-------- SELECTION --------

Before starting with the actual steps of the preparation there are a few 
preliminary points which should be taken into account:

*   Choose your library carefully and tailor it to your needs. 
    Consider what you are interested in: small fragments? 
    interaction with which side chains? charged molecules? 
    |  Most of the times it makes sense to pre-filter the library before running the docking, as the less 
    noise, the better results. Does it make sense to have compounds with 7 rotatable bonds? 
    With 5 chiral centers? With a logP of 6? With only 3 heavy atoms? Without any rings?
    With aggregator structures, or PAINS?
    
    In general, for the use with SEED, we suggest to choose compounds with: 
    logP <= 3, rotatable bonds <= 5, N ring > 1, HAC > 5 and < 40.
    
    It is important to note that SEED can perform only rigid fragment docking, 
    hence it does not account for ligand flexibility. The workaround to this is to 
    pre-generate multiple conformers for each ligand and dock all of them separately. Of course
    this can work reasonably well for molecules with only a few rotatable bonds.

*   The most common format for chemical libraries is SDF and there are a few 
    things to carefully check, according to the source of your library:
    Are your compounds named properly in the SDF file? It is easier to solve 
    this before preparing the library than afterwards. Are there any unwanted elements, such 
    as counter salts or mixtures in a single molecule? 
    Do you have chiral centers? If yes, is the chemical library selling enantiopure compounds or solely mixtures?
    If it is a mixture, do you have all stereoisomers in the original library or should you generate them?

*   Never trust what you have prepared. Painfully double check as much as you can.
    That includes opening the output file in a text editor and verify it complies to 
    the format you have decided to output (traditionally SDF for a normal library 
    or MOL2 for screening with SEED); extracting n random molecules (10:sup:`2`) and 
    visualizing them in PyMOL. If it does not display them properly, they are probably not compliant 
    with the format. Always remember that most docking software are not very 
    tolerant to mistakes in the input format.

In order to make it easier to trace back results from output to input,
we highly recommend to give unique names to the fragments in the input library.
Our convention (which we will follow in this tutorial) is to append to the fragment 
name an index for the tautomer/protomer and an index for the conformer.

As starting point we assume to have a collection of ligands in a single SDF 
file without defined conformations and protonation states.

#.  We first use ChemAxon `MolConverter <https://chemaxon.com/marvin-archive/latest/help/applications/molconvert.html>`_ 
    to remove counterions from the molecules.

--------

» TASK REQUIREMENTS:
(a) In the library preparation guide:
(i) What logP value does it suggest as the upper limit for compounds used with SEED?
(ii) Which two indices does its naming convention append to each fragment name?
(iii) Which tool is used in the first step to remove counterions from the molecules?
(b) Could you proceed with the library preparation guide, writing the steps that follow its last sentence?

-------- STORED ROWS --------

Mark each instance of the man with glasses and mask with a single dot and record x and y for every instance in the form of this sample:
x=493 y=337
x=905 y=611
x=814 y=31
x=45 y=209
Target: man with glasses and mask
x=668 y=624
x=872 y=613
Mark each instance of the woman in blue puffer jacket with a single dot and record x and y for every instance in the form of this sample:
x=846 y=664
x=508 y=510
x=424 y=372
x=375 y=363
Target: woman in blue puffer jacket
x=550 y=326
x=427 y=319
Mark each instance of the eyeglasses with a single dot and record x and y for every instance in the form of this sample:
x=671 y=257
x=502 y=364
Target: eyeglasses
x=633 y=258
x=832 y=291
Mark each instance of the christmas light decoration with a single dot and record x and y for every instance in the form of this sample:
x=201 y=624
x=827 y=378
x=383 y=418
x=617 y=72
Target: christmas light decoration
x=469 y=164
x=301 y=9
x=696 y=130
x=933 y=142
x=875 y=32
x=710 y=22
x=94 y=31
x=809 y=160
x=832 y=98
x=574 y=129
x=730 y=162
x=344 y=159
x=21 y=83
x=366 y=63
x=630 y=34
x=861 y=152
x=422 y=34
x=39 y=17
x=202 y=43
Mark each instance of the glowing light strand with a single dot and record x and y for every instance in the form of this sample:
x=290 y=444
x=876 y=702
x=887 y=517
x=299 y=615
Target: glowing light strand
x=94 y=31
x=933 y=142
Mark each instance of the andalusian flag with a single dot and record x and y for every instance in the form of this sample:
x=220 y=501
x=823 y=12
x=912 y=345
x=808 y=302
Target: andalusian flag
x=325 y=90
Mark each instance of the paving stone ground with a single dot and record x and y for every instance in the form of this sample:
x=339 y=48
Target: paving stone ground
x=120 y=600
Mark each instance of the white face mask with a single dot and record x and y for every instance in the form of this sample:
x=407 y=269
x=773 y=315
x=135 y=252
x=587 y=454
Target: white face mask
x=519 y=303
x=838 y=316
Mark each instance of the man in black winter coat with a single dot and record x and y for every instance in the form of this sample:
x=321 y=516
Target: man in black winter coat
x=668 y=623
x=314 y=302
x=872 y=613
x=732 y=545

--------

» ANSWERS TO EACH TASK:
(a)
(i) logP <= 3
(ii) An index for the tautomer/protomer and an index for the conformer
(iii) ChemAxon MolConverter

(b)
    .. code-block:: bash
  
      molconvert -F sdf library.sdf -o library_nosalt.sdf
  
#.  Then we proceed by generating tautomers with ChemAxon and keep only 
    the ones with occupancy above a threshold (in this example 24.9%):

    .. code-block:: bash
      
      cxcalc dominanttautomerdistribution -H 7.2 -f sdf -t "tauto_occupancy" library_nosalt.sdf > tautodistrib.sdf
      python ${PYTHONSCRIPTS}/sdf_select_bytag_nordkit.py tautodistrib.sdf maintauto.sdf 24.9
      
    Note that the Python script appends "tauto_number" to the molecule name so that it is unique.
#.  Now we generate the conformers and prune the ones which are too similar 
    in terms of RMSD:

    .. code-block:: bash
      
      mkdir 100conf_075rmsd/
      python ${PYTHONSCRIPTS}/sdf_conformergen_outsplit.py maintauto.sdf 100 0.75 100conf_075rmsd/ 4
      cd 100conf_075rmsd/ ; ls | sed 's/.sdf//g' > ../conformers_tautomers_original_full.list ; cd ..
    
    Note that this script outputs each structure separately.
#.  Convert the SDF files to MOL2. We use CORINA for this task but you can choose 
    any alternatives you prefer:

    .. code-block:: bash
       
      mkdir mol2_split
      for i in `cat conformers_tautomers_original_full.list`; do
        corina -i t=sdf 100conf_075rmsd/${i}.sdf -o t=mol2 -d no3d -d newtypes -o fcharges |egrep -v "\#" | awk 'NF'  > mol2_split/${i}.mol2
      done
      
    We now tar the temporary folder as we will not need it in what follows:

    .. code-block:: bash
      
      tar -zcf 100conf_075rmsd_split.tgz 100conf_075rmsd/ && rm -r 100conf_075rmsd/
      
#.  We can now generate the  CGenFF parameters. In order to save time we generate just the parameters 
    for ONE conformer of each tautomer, as in the fixed charge model we use, parameters 
    do not depend on the conformation 
    (but of course different tautomers of the same molecules need different parameters).
    First we write the list of unique tautomers:

    .. code-block:: bash
      
      egrep "_conf_1$" conformers_tautomers_original_full.list > original_tautomers_firstconf.list
      
    Then we can generate the parameters:

    .. code-block:: bash
      
      mkdir cgenff_param
      for i in `cat original_tautomers_firstconf.list`; do
        a=`echo $i | sed 's/_conf_1//g'`
        cgenff mol2_split/${i}.mol2 > cgenff_param/${a}.str
      done &> /dev/null
      
    For molecules which did not go through parametrization succesfully, 
    CGenFF generates non-empty files with empty parameters, and we should get rid of them.
    In addition, for further putative use in CHARMM, it may turn useful to rename the
    residue name to the standard identifier "LIG".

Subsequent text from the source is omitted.